## GIVEN PASSAGE
* BEGIN *
Here are some tangents my thoughts took:

  • The connotation for freedom is overwhelmingly positive, whereas anarchy is scary. Is it because we associate responsibleness with freedom but not with anarchy?
  • Law and regulations bound freedoms in modern society. Aren’t they in place to define responsible behavior? What if the bounds themselves seem arbitrary? What if they trend toward benefiting the few at the expense of the many?
  • Do we assume that everyone has a similar understanding of responsible behavior and - therefore - there is no need to overtly talk about it as much as we talk about our desire for freedom?

 

Quote of the Day - 1/16/2012

"Life is a train of moods like a string of beads; and as we pass through them they prove to be many colored lenses, which paint the world their own hue, and each shows us only what lies in its own focus." - Emerson as quoted by Louisa May Alcott in Moods.

  

Moods are an overlay to our perception of the world. The more we hold moods in check by melding everything into a homogeneous demeanor we can sustain for long periods of time, the more consistent everything becomes. This is often the ‘professional’ behavior that training and workplace metrics encourage. It comes at a cost. We are purposely looking through the same lens…that paints the world the same hue…and only shows what lies in its own focus. It can make life easier for us because we know exactly what to expect of ourselves; it can also help our relationships for the same reason.
* END *
## DATASET EXCERPT
* BEGIN *
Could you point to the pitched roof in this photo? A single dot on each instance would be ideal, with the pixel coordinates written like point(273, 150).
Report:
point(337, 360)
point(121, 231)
* END *
## CHALLENGE 1
Echo the stretch of the blog excerpt from "Moods are an" through "the same reason.".
## CHALLENGE 2
In the blog excerpt, which work by Louisa May Alcott quotes Emerson on moods?
## CHALLENGE 3
Sum up the blog excerpt in two sentences.
Rely only on the blog excerpt, not on the listing.

## WRITTEN ANSWER 1
Moods are an overlay to our perception of the world. The more we hold moods in check by melding everything into a homogeneous demeanor we can sustain for long periods of time, the more consistent everything becomes. This is often the ‘professional’ behavior that training and workplace metrics encourage. It comes at a cost. We are purposely looking through the same lens…that paints the world the same hue…and only shows what lies in its own focus. It can make life easier for us because we know exactly what to expect of ourselves; it can also help our relationships for the same reason.

## WRITTEN ANSWER 2
Moods.

## WRITTEN ANSWER 3
The blog excerpt asks why freedom sounds positive while anarchy sounds scary, and whether the laws that bound freedom define responsible behavior or instead benefit the few at the expense of the many. It then quotes Emerson on moods as colored lenses and argues that keeping moods in check through a steady "professional" demeanor makes everything more consistent, though at a cost.